(Referring expression data)
Segment Open

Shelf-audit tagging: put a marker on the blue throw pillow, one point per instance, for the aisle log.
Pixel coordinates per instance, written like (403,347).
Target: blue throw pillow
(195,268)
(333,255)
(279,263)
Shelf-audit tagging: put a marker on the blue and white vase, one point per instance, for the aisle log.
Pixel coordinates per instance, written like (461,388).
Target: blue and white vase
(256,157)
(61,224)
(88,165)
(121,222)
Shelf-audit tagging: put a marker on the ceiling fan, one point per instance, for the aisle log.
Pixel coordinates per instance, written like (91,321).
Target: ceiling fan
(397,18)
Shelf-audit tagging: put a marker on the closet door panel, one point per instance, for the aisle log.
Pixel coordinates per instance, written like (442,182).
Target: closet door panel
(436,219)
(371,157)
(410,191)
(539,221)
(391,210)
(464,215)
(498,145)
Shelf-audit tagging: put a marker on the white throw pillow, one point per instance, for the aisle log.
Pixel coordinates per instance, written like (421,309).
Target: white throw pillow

Segment Closed

→ **ASSIGNED TASK**:
Scan the entries above for the word "marker", then copy every line in which it occurs.

→ **SOLUTION BELOW**:
Shelf-audit tagging: put a marker on the blue throw pillow, one point per instance, for the aisle log.
Shelf-audit tagging: put a marker on the blue and white vase, one point per instance, for the aisle log.
Shelf-audit tagging: put a marker on the ceiling fan, one point per instance, for the aisle log.
Shelf-audit tagging: put a marker on the closet door panel, one point per instance, for the aisle log.
Shelf-audit tagging: put a marker on the white throw pillow, one point per instance, for the aisle log.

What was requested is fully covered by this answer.